Written task: Copy the records below word for word, from their very start down to and including the line that contains "[(523, 71)]". Leave out the pictures.

------ Excerpted records

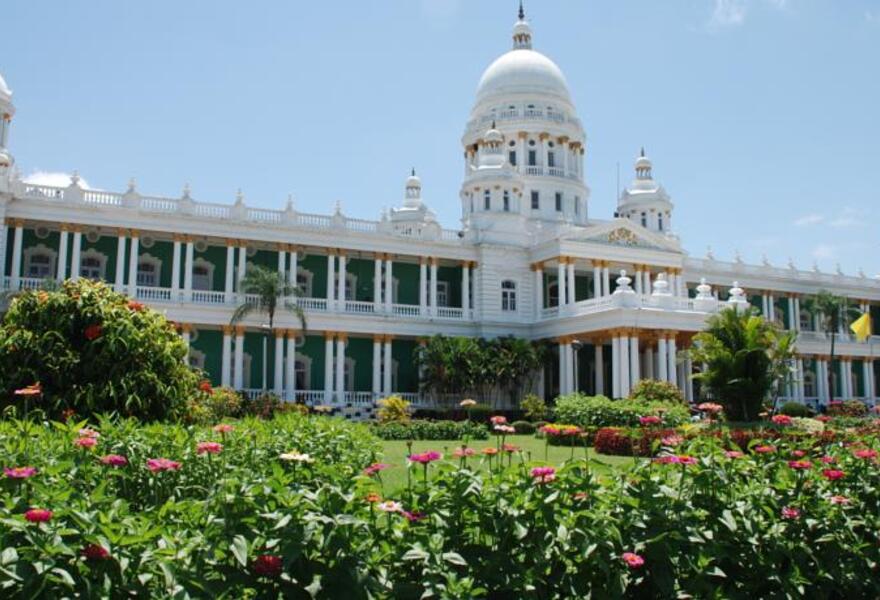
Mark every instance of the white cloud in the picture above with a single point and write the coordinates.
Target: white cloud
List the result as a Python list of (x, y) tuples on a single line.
[(55, 179), (810, 219)]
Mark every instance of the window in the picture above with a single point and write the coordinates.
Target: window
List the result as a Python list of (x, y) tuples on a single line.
[(508, 296)]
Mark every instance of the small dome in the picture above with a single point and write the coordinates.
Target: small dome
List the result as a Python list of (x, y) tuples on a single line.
[(523, 71)]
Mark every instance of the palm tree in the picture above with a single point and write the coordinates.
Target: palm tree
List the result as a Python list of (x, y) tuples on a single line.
[(833, 309), (272, 292)]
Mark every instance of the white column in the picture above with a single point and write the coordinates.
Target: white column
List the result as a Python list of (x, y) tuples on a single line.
[(225, 366), (331, 280), (423, 287), (389, 287), (328, 367), (634, 366), (377, 284), (433, 287), (17, 242), (466, 289), (228, 286), (386, 364), (662, 360), (625, 387), (76, 255), (242, 264), (377, 366), (187, 271), (119, 281), (175, 270), (340, 368), (278, 375), (561, 282), (132, 261), (238, 370), (61, 267), (290, 366)]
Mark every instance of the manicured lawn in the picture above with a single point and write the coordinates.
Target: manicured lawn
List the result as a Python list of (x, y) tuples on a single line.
[(395, 453)]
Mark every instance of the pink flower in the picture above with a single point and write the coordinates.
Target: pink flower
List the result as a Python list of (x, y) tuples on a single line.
[(209, 448), (543, 474), (672, 440), (157, 465), (95, 552), (85, 442), (800, 465), (833, 474), (425, 457), (38, 515), (20, 472), (374, 468), (114, 460), (632, 560), (865, 454), (267, 565), (789, 512)]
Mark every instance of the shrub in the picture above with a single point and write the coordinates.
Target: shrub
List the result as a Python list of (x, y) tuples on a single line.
[(524, 427), (93, 351), (430, 430), (393, 409), (651, 390), (795, 409), (599, 411), (848, 408), (534, 407)]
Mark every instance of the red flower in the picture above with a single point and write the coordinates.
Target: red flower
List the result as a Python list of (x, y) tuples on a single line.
[(833, 474), (632, 560), (267, 565), (38, 515), (95, 552), (209, 447)]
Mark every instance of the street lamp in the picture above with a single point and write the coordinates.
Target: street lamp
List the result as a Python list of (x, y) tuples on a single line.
[(576, 345)]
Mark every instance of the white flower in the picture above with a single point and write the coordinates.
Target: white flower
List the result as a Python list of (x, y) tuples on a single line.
[(296, 457)]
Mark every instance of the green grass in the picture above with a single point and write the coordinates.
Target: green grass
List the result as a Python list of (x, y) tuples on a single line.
[(395, 453)]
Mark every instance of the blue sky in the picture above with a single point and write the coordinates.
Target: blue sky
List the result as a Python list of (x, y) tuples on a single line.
[(761, 116)]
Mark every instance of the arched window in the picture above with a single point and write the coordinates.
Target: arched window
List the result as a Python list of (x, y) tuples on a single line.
[(508, 295)]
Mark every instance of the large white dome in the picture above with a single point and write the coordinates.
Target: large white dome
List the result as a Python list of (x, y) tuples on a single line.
[(522, 71)]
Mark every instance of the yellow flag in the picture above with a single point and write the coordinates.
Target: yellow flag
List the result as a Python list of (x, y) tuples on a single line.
[(862, 327)]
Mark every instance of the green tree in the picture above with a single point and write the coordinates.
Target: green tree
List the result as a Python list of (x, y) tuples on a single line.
[(746, 357), (832, 309)]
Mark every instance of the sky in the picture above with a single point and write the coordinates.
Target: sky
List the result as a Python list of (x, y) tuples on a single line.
[(761, 116)]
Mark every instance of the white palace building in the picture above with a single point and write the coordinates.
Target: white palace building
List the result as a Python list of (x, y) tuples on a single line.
[(620, 298)]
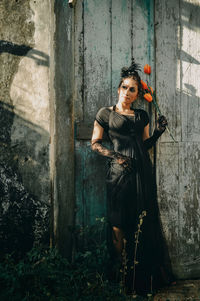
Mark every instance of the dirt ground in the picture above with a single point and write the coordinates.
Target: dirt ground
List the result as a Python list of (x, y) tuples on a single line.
[(183, 290)]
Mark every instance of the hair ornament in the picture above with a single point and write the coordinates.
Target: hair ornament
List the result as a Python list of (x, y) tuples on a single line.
[(131, 70)]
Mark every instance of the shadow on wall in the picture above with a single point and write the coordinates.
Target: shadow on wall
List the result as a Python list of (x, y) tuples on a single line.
[(21, 50), (24, 215)]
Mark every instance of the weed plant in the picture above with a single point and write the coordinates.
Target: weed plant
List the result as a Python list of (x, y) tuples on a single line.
[(43, 274)]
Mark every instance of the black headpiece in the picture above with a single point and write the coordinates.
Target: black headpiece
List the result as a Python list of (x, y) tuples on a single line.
[(130, 71)]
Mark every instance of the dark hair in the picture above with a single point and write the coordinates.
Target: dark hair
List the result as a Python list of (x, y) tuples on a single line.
[(132, 72)]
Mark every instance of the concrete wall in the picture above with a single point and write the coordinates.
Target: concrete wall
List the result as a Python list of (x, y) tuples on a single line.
[(178, 170), (24, 123)]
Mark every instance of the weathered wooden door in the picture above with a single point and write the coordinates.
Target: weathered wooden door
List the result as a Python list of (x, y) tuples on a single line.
[(107, 34), (162, 33)]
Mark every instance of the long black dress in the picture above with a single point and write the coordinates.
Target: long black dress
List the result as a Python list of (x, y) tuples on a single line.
[(132, 201)]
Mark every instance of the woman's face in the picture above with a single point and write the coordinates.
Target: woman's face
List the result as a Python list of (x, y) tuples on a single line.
[(128, 91)]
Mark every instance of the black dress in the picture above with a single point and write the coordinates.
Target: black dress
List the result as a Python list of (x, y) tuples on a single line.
[(132, 201)]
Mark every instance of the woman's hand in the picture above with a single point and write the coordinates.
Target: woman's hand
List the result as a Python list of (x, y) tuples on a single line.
[(123, 160), (162, 123)]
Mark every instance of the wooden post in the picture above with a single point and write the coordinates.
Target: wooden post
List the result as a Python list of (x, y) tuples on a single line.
[(62, 133)]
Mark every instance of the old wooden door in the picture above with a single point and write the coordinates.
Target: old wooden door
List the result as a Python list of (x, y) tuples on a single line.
[(162, 33)]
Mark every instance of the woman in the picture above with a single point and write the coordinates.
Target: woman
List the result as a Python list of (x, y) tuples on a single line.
[(136, 236)]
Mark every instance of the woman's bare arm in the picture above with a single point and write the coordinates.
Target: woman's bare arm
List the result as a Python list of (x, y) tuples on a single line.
[(96, 145), (97, 132)]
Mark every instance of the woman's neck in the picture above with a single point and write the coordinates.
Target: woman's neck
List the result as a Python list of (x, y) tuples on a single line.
[(125, 108)]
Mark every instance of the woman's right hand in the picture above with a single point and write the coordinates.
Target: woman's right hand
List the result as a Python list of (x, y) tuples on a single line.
[(124, 161)]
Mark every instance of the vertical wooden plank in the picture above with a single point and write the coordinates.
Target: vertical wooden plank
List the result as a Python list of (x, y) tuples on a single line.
[(121, 50), (167, 32), (168, 194), (178, 88), (96, 56), (78, 60), (63, 138), (90, 184), (143, 41), (167, 35)]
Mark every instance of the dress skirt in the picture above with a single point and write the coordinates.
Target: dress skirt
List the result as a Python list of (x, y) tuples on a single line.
[(148, 265)]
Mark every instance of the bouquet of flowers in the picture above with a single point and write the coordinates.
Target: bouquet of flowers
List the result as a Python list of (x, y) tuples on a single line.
[(150, 95)]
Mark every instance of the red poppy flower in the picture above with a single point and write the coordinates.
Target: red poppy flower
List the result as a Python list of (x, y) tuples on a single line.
[(144, 85), (151, 90), (148, 97), (147, 69)]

------------

Solution for this task:
Mark every instance of the white cloud in the picture above with a single point and write the coordinates.
Target: white cloud
List the result as a Python list of (x, y) tuples on a single line.
[(55, 179), (810, 219)]
Mark every instance of the window in the picture above with a single point and write the coordinates.
Target: window
List the result as a Python list of (x, y) tuples on a single line.
[(508, 296)]
Mark every instance of the small dome in the picture above with a single point and write the coordinates.
Target: small dome
List the result as a Python list of (x, y) tuples on a single line.
[(523, 71)]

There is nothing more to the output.